[Location annotation dataset excerpts]
>> Begin

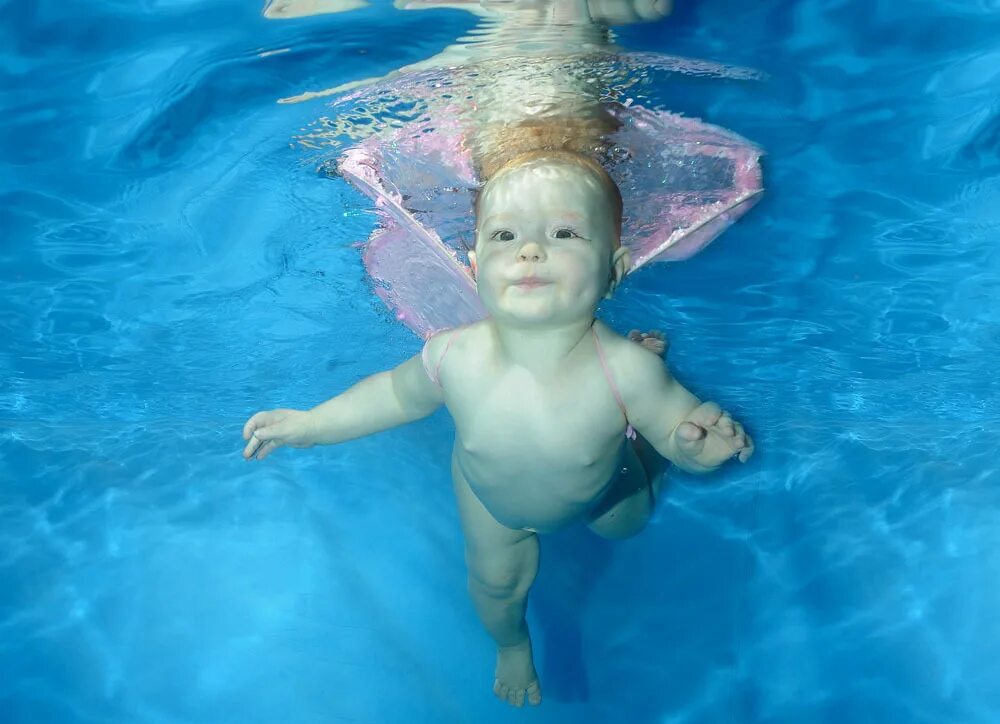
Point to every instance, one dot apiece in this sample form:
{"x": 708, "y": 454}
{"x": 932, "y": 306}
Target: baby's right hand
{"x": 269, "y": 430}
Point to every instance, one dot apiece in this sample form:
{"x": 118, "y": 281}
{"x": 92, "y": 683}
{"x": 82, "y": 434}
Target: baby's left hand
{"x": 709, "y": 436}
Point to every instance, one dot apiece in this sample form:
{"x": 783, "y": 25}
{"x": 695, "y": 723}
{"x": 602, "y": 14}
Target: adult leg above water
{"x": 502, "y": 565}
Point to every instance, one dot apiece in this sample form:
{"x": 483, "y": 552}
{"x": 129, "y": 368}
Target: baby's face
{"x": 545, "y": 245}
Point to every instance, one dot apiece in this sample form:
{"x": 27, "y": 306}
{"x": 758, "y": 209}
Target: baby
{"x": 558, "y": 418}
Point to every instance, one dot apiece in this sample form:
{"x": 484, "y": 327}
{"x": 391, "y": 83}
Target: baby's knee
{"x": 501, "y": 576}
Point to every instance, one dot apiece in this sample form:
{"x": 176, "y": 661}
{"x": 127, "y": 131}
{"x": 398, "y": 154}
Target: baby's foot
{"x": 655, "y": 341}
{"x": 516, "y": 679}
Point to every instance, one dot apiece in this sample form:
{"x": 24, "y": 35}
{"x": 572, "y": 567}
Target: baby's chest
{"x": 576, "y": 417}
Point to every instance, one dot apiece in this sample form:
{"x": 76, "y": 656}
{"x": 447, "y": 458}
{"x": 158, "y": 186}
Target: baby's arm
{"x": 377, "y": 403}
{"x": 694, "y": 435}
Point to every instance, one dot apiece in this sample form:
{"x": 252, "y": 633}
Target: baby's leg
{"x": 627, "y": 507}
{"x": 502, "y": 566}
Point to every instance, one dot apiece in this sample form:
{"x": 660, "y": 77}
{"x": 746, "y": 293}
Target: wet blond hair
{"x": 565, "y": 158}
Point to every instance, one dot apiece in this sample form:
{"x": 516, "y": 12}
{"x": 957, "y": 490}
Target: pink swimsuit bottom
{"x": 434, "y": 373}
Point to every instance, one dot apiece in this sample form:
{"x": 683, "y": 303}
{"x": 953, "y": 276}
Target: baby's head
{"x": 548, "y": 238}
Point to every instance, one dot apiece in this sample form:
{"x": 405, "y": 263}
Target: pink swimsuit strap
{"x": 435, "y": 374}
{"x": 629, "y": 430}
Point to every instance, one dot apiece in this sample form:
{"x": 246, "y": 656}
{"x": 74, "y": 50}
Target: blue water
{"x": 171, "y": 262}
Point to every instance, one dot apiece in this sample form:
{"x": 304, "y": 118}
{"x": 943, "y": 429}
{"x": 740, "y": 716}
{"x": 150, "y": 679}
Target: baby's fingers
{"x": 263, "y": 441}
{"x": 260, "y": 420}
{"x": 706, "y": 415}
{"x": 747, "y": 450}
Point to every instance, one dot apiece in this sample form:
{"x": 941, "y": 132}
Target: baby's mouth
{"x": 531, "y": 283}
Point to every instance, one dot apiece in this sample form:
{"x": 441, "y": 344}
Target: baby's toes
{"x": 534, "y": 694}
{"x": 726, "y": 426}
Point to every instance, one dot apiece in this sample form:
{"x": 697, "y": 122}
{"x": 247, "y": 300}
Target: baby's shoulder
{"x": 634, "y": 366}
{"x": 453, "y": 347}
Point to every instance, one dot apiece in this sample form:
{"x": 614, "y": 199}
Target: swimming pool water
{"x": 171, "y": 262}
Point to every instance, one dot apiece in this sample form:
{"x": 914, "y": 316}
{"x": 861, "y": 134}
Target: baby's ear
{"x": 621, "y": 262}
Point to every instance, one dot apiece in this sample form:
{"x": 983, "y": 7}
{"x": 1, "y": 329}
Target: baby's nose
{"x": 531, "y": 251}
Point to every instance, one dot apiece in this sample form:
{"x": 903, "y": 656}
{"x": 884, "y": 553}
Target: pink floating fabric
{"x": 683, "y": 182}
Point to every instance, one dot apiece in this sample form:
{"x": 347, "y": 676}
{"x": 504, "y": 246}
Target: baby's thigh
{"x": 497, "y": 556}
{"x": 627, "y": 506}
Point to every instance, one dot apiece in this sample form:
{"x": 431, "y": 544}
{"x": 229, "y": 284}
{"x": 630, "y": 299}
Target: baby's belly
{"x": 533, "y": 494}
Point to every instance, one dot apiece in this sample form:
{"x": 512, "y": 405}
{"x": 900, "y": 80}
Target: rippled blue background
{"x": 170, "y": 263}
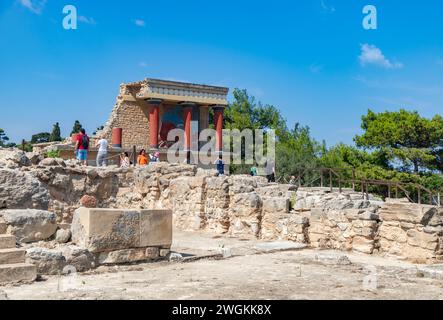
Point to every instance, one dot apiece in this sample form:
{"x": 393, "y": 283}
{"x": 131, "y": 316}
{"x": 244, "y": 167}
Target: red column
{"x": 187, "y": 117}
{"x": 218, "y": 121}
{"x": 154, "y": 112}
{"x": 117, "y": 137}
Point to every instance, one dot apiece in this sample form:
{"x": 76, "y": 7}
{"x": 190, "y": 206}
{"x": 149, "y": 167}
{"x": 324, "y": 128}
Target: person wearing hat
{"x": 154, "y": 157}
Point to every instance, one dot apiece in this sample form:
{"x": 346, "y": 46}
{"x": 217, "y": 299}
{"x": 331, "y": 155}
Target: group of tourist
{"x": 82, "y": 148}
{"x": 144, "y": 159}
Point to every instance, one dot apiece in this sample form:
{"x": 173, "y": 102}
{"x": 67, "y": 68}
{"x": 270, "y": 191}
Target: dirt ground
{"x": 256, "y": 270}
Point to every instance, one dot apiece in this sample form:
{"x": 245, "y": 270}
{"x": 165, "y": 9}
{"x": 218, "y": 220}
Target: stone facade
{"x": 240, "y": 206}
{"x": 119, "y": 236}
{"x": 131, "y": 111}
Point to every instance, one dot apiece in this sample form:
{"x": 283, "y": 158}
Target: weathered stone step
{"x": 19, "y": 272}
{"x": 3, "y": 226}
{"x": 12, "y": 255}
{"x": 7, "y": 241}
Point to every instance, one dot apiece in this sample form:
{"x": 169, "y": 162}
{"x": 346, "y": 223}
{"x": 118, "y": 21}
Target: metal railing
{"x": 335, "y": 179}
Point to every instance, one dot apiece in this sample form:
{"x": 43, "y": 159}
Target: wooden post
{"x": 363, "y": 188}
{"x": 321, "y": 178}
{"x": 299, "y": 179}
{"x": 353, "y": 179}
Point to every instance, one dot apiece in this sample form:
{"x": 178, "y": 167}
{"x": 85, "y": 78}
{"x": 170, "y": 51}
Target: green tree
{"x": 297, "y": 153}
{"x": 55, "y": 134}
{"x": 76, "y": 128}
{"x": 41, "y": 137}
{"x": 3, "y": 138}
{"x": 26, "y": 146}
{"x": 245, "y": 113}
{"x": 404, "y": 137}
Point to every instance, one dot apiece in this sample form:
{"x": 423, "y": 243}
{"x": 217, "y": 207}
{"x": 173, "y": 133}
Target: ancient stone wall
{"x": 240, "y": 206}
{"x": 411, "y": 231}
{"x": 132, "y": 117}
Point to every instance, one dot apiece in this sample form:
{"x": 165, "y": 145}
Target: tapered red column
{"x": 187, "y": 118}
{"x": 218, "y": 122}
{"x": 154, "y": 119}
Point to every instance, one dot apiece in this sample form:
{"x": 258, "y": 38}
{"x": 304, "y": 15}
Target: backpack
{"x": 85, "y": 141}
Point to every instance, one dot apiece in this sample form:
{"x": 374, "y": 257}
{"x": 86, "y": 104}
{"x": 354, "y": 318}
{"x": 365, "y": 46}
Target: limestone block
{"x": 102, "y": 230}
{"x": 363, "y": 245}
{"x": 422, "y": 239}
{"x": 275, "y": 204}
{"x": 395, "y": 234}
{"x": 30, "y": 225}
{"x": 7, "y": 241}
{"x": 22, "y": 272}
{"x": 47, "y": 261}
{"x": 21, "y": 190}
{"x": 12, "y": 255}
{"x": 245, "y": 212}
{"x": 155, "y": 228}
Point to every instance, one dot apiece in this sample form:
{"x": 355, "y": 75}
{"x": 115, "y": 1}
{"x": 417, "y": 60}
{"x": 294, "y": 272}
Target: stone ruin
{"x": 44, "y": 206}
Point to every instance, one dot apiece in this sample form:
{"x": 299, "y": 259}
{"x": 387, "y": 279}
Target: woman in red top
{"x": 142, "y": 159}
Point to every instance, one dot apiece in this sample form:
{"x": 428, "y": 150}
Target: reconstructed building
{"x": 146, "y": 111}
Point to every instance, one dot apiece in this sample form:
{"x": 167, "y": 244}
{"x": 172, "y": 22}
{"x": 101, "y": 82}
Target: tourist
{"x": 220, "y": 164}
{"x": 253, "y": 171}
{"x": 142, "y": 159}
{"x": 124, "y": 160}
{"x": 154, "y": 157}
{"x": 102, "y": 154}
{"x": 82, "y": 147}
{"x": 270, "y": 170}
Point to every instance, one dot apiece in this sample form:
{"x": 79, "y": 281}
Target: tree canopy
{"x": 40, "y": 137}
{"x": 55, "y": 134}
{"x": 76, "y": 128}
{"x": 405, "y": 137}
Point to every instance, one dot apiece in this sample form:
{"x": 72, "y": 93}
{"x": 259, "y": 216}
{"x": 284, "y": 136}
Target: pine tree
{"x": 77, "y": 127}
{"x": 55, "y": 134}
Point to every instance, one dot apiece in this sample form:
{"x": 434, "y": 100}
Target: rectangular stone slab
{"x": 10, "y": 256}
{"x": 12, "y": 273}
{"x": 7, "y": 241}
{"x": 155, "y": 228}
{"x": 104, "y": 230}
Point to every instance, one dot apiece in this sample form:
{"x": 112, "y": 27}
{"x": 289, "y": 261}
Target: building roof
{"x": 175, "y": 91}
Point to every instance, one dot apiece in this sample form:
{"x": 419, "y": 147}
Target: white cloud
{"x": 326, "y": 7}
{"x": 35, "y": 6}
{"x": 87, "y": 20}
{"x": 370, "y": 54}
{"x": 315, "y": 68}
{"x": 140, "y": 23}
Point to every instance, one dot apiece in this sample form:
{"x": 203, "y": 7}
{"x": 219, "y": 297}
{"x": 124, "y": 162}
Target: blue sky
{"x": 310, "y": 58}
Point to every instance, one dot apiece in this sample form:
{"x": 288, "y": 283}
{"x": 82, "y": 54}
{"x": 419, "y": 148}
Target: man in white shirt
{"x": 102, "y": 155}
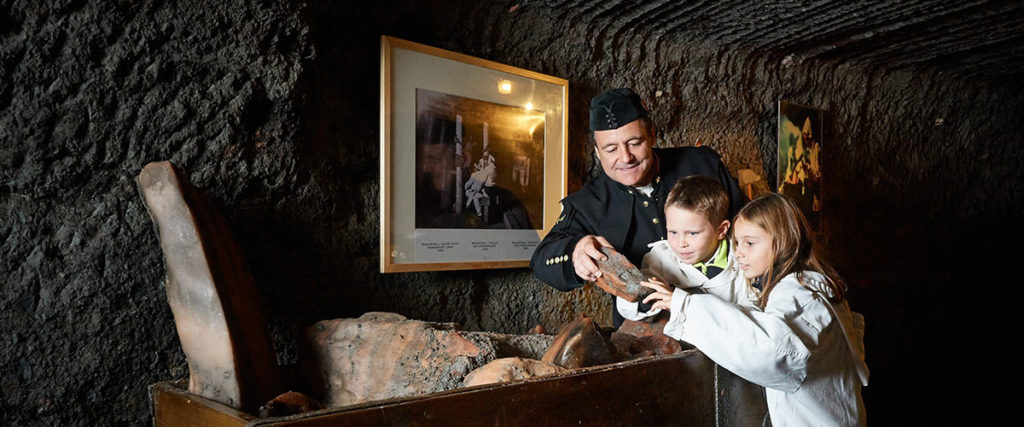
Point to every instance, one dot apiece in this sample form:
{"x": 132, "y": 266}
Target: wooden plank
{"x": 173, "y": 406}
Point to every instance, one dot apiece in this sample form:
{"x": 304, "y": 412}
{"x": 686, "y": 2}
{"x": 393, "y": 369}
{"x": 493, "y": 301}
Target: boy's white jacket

>> End

## [Written exercise]
How many of the lines above contain the word "blue"? Reply with only the number.

## [Solution for this task]
3